● **Provided data**
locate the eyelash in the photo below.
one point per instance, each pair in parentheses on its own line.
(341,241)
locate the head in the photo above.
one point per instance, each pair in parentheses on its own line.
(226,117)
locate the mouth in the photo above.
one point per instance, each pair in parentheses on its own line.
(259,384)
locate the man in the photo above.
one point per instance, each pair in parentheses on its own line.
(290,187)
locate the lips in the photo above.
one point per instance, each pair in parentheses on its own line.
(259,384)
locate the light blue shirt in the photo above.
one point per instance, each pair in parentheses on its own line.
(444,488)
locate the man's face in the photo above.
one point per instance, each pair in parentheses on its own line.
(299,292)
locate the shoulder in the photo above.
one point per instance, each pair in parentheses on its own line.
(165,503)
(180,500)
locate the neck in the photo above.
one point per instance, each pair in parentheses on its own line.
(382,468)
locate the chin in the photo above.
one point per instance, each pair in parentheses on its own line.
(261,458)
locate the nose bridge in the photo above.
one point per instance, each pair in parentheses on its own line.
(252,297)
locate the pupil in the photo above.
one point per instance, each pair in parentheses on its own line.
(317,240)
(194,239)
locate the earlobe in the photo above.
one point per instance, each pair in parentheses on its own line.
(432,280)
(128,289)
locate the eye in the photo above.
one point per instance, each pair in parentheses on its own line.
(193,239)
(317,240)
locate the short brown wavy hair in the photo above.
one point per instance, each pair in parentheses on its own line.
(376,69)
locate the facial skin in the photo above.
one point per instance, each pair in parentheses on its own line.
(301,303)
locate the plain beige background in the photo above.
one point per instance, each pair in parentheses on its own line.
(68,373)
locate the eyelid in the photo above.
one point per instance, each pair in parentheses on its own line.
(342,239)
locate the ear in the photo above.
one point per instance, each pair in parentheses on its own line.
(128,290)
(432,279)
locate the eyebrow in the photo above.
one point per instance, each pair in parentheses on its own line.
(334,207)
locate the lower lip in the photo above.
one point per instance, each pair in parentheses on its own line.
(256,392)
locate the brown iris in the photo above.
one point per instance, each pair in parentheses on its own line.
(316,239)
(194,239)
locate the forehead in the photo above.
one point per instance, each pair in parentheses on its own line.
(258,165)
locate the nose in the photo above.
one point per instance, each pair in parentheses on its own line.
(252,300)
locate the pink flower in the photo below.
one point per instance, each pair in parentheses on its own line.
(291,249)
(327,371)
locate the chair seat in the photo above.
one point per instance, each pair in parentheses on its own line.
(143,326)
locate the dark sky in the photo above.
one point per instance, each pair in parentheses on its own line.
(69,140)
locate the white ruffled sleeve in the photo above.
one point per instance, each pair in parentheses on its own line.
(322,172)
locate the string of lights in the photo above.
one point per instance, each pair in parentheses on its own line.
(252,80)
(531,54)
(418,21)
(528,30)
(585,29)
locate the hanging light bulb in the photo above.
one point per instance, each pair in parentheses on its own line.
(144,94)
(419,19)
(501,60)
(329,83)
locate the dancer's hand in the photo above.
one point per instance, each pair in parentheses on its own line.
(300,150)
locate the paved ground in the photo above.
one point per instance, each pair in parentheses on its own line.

● **Work to do**
Reproduce word for word the stretch of the listing above from the line containing "locate the lower lip in the photo above." through the end of the listing.

● **Correct output**
locate the lower lip in the photo above.
one point per instance, each pair in parentheses on its own line.
(256,392)
locate the brown iris in the photo above.
one point per instance, each pair in parentheses on its own line.
(316,239)
(194,239)
locate the forehead in the photo above.
one point per instance, each pair in parentheses on its own line.
(258,165)
locate the nose in the photo above.
one point per instance, each pair in parentheses on its own line.
(252,300)
locate the pink flower in the photo below.
one point per instance, each pair in parentheses on its own line.
(291,249)
(327,371)
locate the chair seat in the photo above.
one point per instance, each pair in parentheses on its own line.
(143,326)
locate the dark sky in the photo above.
one point per instance, each pair in parentheses on its own line.
(69,140)
locate the white ruffled sleeve in the photo above.
one point per instance, each pair in parentheses on its own line.
(322,172)
locate the string of lights in the photo above.
one point per instance, each pair in parentheses on its own line.
(252,80)
(531,54)
(418,21)
(528,30)
(585,29)
locate the hanging light bulb in the photo above.
one point per instance, each pair in parentheses on its own line.
(144,94)
(419,19)
(501,60)
(329,83)
locate the dancer's hand in the photo above.
one point per instance, each pair in parentheses on its own line.
(300,150)
locate the paved ground in the photo above.
one point per instance, each pair in parentheses on its own line.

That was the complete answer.